** What the exercise asks **
Give back the entries that follow exactly as written. Any picture gets left out.

===== Provided information

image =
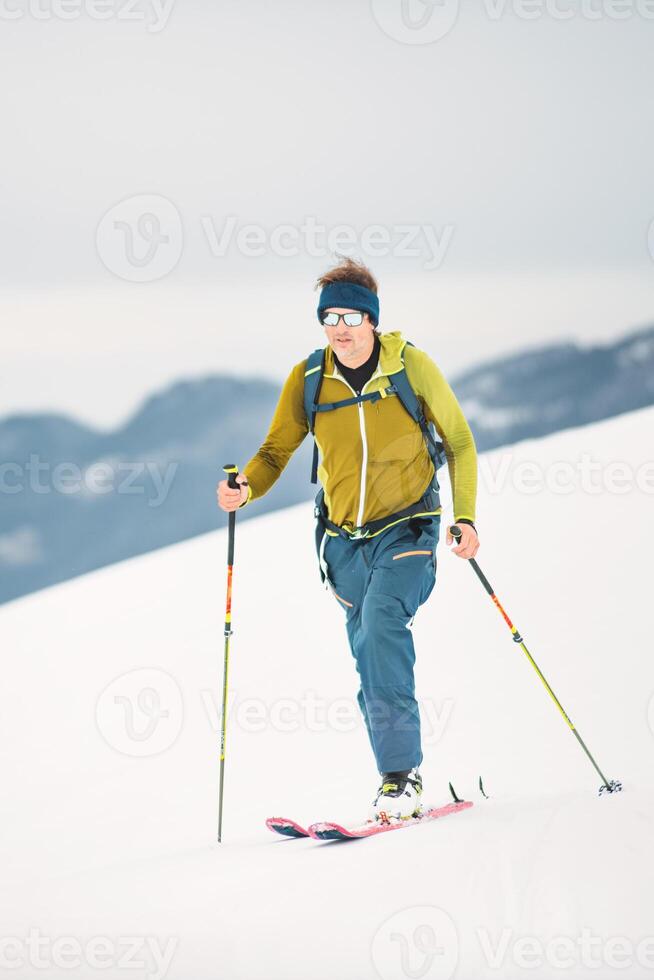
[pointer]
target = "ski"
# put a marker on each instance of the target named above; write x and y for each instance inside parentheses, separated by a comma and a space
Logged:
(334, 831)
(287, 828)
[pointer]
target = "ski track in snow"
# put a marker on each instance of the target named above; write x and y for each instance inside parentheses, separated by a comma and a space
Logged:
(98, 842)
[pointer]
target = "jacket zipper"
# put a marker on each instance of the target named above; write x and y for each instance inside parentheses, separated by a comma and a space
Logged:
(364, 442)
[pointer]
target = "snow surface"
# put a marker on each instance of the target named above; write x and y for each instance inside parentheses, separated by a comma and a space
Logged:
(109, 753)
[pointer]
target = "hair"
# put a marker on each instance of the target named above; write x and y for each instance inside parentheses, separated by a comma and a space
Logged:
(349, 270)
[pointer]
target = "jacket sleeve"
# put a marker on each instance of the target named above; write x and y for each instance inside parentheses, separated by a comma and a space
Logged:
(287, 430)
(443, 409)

==========

** The completed task **
image =
[pointer]
target = "ski"
# put a marker on each instance of the target named above; write x and y for each instance inside parentheses, separated by a comma and a space
Logged:
(334, 831)
(287, 828)
[pointer]
target = "ski track in snow"
# put a marker on each instance of the target named above; write x and y for each instance inside parentheses, separated by a comma and a space
Logged:
(98, 842)
[pointer]
target = "jacket zipper"
# put a marker on each instance of the target named above; write x and y for each instance inside parentheses, separated by a comma and a space
Logged:
(364, 442)
[pointer]
target = "snow surface"
# put a marker on each instance of the target named above; write x and y for each instance inside parentheses, separated by a comma and a space
Logged:
(109, 753)
[pointer]
target = "hair"
# put a marker on each instance of the target named above; write x and y for each instance inside parentheses, separated by a comma and a space
Logged:
(349, 270)
[pointer]
target = "jacket sleeve"
# put a marker on each instance of the target named above; write x and y for each instance inside parentheses, separated by a comma and a space
Logged:
(287, 430)
(443, 409)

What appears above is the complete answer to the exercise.